Minister of Transport
- In office 15 February 1975 – 13 March 1975
- Prime Minister: Seni Pramoj
- Preceded by: Chao Na Silawan
- Succeeded by: Siri Siriyothin

Personal details
- Born: 11 May 1930 Phra Nakhon, Siam
- Died: 8 May 2008 (aged 77) Bangkok, Thailand
- Party: Democrat Party (1968–1974) Social Action Party (1974–1990) National Development Party (1992–2000) Thai Rak Thai Party (2000–2007)
- Spouse: Pongthip Osathanugrah
- Children: 2, including Petch Osathanugrah
- Parent: Sawat Osathanugrah (father);
- Alma mater: University of Colorado
- Occupation: Politician, businessman
- Profession: Police officer

Military service
- Rank: Police Captain

= Surat Osathanugrah =

Thai politician, businessman, and police officer

Surat Osathanugrah (สุรัตน์ โอสถานุเคราะห์; RTGS: Surat Osathanukrao; 11 May 1930 – 8 May 2008) was a Thai politician, businessman, and police officer. He served as Minister of Commerce and Minister of Transport of Thailand. He was also the founder of Bangkok University and chairman of Osotspa.

**RECORD SET**
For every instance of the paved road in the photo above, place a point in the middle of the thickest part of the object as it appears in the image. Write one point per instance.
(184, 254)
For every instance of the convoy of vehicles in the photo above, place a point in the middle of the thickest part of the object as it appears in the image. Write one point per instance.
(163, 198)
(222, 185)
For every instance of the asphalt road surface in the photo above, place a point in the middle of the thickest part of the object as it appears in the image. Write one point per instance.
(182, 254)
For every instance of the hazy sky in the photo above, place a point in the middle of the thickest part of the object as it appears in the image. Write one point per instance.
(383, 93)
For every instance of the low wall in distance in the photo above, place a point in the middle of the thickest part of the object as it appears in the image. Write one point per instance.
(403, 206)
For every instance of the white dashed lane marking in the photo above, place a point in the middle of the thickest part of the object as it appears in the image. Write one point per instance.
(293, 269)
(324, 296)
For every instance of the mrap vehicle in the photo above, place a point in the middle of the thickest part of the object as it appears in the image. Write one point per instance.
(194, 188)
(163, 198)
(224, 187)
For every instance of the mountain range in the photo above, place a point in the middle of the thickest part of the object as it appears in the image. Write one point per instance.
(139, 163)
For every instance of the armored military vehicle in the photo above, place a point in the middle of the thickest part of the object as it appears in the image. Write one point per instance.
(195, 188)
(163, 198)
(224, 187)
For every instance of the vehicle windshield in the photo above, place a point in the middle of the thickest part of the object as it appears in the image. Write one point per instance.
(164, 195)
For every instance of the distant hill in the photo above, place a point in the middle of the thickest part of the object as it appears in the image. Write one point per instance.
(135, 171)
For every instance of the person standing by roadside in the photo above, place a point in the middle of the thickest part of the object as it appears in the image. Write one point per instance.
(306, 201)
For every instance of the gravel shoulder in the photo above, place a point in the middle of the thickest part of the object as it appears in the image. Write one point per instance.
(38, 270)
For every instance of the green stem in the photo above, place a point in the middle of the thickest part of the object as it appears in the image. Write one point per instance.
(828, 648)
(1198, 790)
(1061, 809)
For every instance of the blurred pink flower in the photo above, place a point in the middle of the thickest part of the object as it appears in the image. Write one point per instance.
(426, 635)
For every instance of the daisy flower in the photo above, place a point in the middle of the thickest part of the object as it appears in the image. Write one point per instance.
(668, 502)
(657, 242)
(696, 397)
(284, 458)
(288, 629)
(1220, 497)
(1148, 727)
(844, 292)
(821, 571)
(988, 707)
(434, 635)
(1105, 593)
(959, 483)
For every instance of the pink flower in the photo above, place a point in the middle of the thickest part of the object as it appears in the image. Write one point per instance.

**PROBLEMS AND TASKS**
#1 Answer these from the Surat Osathanugrah text:
(a) Who was Prime Minister while he was Minister of Transport?
(b) What is listed as his alma mater?
(c) Which university did he found?
#2 Quote from the Surat Osathanugrah text the part that opens with the words containing "Military service" and closes with "chairman of Osotspa.".
#3 Shorten the paragraph of the Surat Osathanugrah text beginning "Surat Osathanugrah (สุรัตน์ โอสถานุเคราะห์" while keeping its main facts.
Answer from the text only, not from the data.

**RESPONSES TO THE EXERCISE**
#1
(a) Seni Pramoj
(b) University of Colorado
(c) Bangkok University

#2
Military service
- Rank: Police Captain

= Surat Osathanugrah =

Thai politician, businessman, and police officer

Surat Osathanugrah (สุรัตน์ โอสถานุเคราะห์; RTGS: Surat Osathanukrao; 11 May 1930 – 8 May 2008) was a Thai politician, businessman, and police officer. He served as Minister of Commerce and Minister of Transport of Thailand. He was also the founder of Bangkok University and chairman of Osotspa.

#3 Surat Osathanugrah (11 May 1930 – 8 May 2008) was a Thai politician, businessman, and police officer who served as Minister of Commerce and Minister of Transport, founded Bangkok University, and chaired Osotspa.